Work order ▸ Among the entries below, find the lines that hold the word "sample" and report them.

Records for the task ▸
□ □ □ □ □

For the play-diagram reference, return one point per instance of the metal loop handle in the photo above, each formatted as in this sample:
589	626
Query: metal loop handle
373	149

□ □ □ □ □

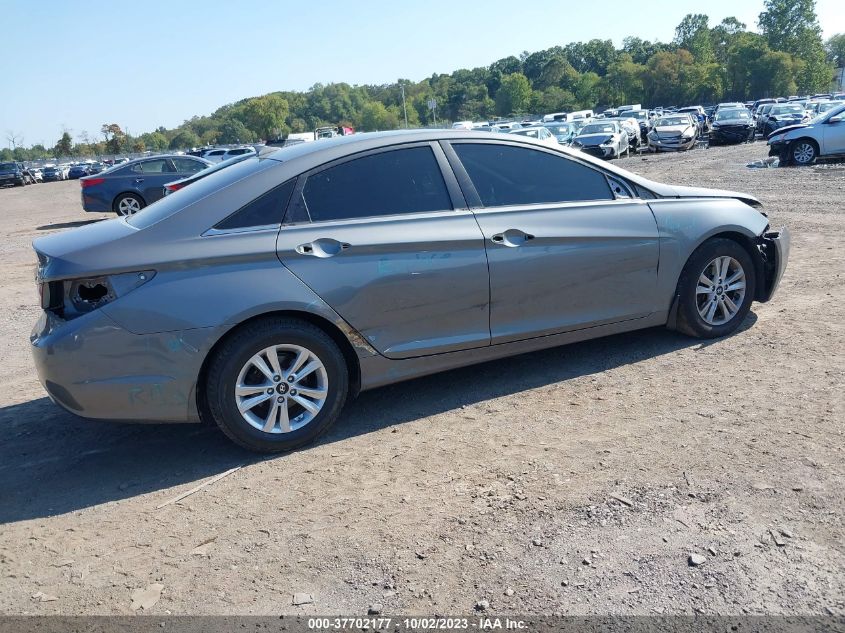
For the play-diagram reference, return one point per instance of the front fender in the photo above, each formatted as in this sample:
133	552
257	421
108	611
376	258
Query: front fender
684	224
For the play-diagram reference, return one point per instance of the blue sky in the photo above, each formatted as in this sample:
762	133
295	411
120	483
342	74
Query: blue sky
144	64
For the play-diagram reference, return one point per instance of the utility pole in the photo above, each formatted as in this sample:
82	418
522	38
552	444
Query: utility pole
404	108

□ □ □ □ □

Written response ▸
For the play-diagram reference, return one point per instance of the metal loop handle in the photo above, each formatted as in this sample:
For the play-diagram reference, return one point per instance of the front fender in the photo above, each formatted as in this sample:
For the play-diagram reference, return one point per instance of the blue sky in the photo above, each formatted as in this sample:
For the play-diagram reference, return one point per instance of the utility pole in the photo above, each formatted as in this sample:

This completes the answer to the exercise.